From f4b5bb033dc4430bbd31dcae8a55f988360bcec5 Mon Sep 17 00:00:00 2001
From: Sebastian Pipping <sebastian@pipping.org>
Date: Wed, 17 Sep 2025 23:14:02 +0200
Subject: [PATCH] lib: Document and regression-proof absence of integer
 overflow from expat_realloc

Matthew Fernandez (@Smattr) and I teamed up on whether function expat_realloc
could be vulnerable to integer overflow in line:

  mallocedPtr = parser->m_mem.realloc_fcn(mallocedPtr, sizeof(size_t) + size);
                                                                      ^
We ended up with a mathematical proof that, fortunately, the current code
already is safe from overflow.

The proof uses technique "proof by contradiction". Let's assume, there *was* a
risk of integer overflow. For a risk of overflow, these four conditions would
all need to be met, together:

(1) `SIZE_MAX < sizeof(size_t) + size`
    or we would not hit an overflow on `size_t`.

(2) `size > prevSize`
    or `expat_malloc` would have already not allocated earlier
    as `expat_realloc` relies on `expat_malloc` for the initial allocation.

(3) `rootParser->m_alloc_tracker.bytesAllocated >= sizeof(size_t) + prevSize`
    or the previous allocation would be gone already or have bypassed accounting.
    The code is not thread-safe in general, race conditions are off the table.

(4) `rootParser->m_alloc_tracker.bytesAllocated + (size - prevSize) <= SIZE_MAX`
    or `expat_heap_increase_tolerable` would have returned `false` and
    the overflow line would not be reached.

We encoded this for the Z3 Theorem Prover (https://github.com/Z3Prover/z3)
and ended up with this document:

  $ cat proof_v2.smt2
  ; Copyright (c) 2025 Matthew Fernandez <matthew.fernandez@gmail.com>
  ; Copyright (c) 2025 Sebastian Pipping <sebastian@pipping.org>
  ; Licensed under the MIT license

  ; (1), (2), (3), (4) form a contradiction

  ; define `SIZE_MAX`
  (declare-fun SIZE_MAX () (_ BitVec 64))
  (assert (= SIZE_MAX #xffffffffffffffff))

  ; define `sizeof(size_t)`
  (declare-fun sizeof_size_t () (_ BitVec 64))
  (assert (= sizeof_size_t #x0000000000000008))

  ; claim we have inputs `size`, `prevSize`, and `bytesAllocated`
  (declare-fun size () (_ BitVec 64))
  (declare-fun prevSize () (_ BitVec 64))
  (declare-fun bytesAllocated () (_ BitVec 64))
☆ ☆ ☆ ☆ ☆
- REQUIRED ACTIONS -
1. According to the patch message on expat_realloc overflow, what proof technique does the proof use?
2. Resume the patch message on expat_realloc overflow, continuing from its final line.

- DATASET EXCERPTS -
☆ ☆ ☆ ☆ ☆
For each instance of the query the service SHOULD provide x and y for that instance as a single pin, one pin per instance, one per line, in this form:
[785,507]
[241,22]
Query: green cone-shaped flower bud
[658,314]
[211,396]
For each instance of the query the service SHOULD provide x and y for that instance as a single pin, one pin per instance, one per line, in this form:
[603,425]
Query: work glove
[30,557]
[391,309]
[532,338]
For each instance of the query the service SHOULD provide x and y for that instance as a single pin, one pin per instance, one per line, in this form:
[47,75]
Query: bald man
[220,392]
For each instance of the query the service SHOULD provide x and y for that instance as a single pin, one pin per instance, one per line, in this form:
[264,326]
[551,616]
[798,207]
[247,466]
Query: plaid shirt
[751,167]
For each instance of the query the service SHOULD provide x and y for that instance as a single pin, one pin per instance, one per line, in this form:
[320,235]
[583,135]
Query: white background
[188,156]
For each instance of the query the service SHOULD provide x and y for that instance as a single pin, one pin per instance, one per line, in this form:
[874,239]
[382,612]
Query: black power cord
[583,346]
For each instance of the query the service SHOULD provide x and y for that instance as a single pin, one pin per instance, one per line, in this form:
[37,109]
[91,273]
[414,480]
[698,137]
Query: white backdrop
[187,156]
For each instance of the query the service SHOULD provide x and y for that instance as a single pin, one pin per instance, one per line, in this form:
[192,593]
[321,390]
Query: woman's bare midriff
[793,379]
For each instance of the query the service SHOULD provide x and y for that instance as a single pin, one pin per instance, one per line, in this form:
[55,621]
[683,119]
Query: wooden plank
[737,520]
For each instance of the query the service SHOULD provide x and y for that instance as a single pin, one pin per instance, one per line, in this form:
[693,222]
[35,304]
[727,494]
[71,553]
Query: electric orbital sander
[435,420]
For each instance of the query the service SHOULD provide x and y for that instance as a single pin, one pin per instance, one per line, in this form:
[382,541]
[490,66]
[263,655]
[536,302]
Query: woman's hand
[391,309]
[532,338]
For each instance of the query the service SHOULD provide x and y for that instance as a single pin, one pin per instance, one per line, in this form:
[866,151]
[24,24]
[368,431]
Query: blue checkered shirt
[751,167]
☆ ☆ ☆ ☆ ☆
- EXPECTED ANSWERS -
1. Proof by contradiction.

2.
  ; assume `SIZE_MAX - sizeof(size_t) < size` (1)
  (assert (bvult (bvsub SIZE_MAX sizeof_size_t) size))

  ; assume `bytesAllocated >= sizeof(size_t) + prevSize` (3)
  (assert (bvuge bytesAllocated (bvadd sizeof_size_t prevSize)))

  ; assume `bytesAllocated - prevSize <= SIZE_MAX - size` (4)
  (assert (bvule (bvsub bytesAllocated prevSize) (bvsub SIZE_MAX size)))

  ; assume `SIZE_MAX - sizeof(size_t) >= prevSize` (anti-overflow for 3)
  (assert (bvuge (bvsub SIZE_MAX sizeof_size_t) prevSize))

  ; prove we have a contradiction
  (check-sat)

Note that we operate on fixed-size bit vectors here, and hence had
to transform the assertions to not allow integer overflow by themselves.

Z3 confirms the contradiction, and thus the absence of integer overflow:

  $ z3 -smt2 -model proof_v2.smt2
  unsat

Co-authored-by: Matthew Fernandez <matthew.fernandez@gmail.com>

CVE: CVE-2025-59375
Upstream-Status: Backport [https://github.com/libexpat/libexpat/commit/f4b5bb033dc4430bbd31dcae8a55f988360bcec5]
Signed-off-by: Peter Marko <peter.marko@siemens.com>
---
 lib/xmlparse.c | 4 ++++
 1 file changed, 4 insertions(+)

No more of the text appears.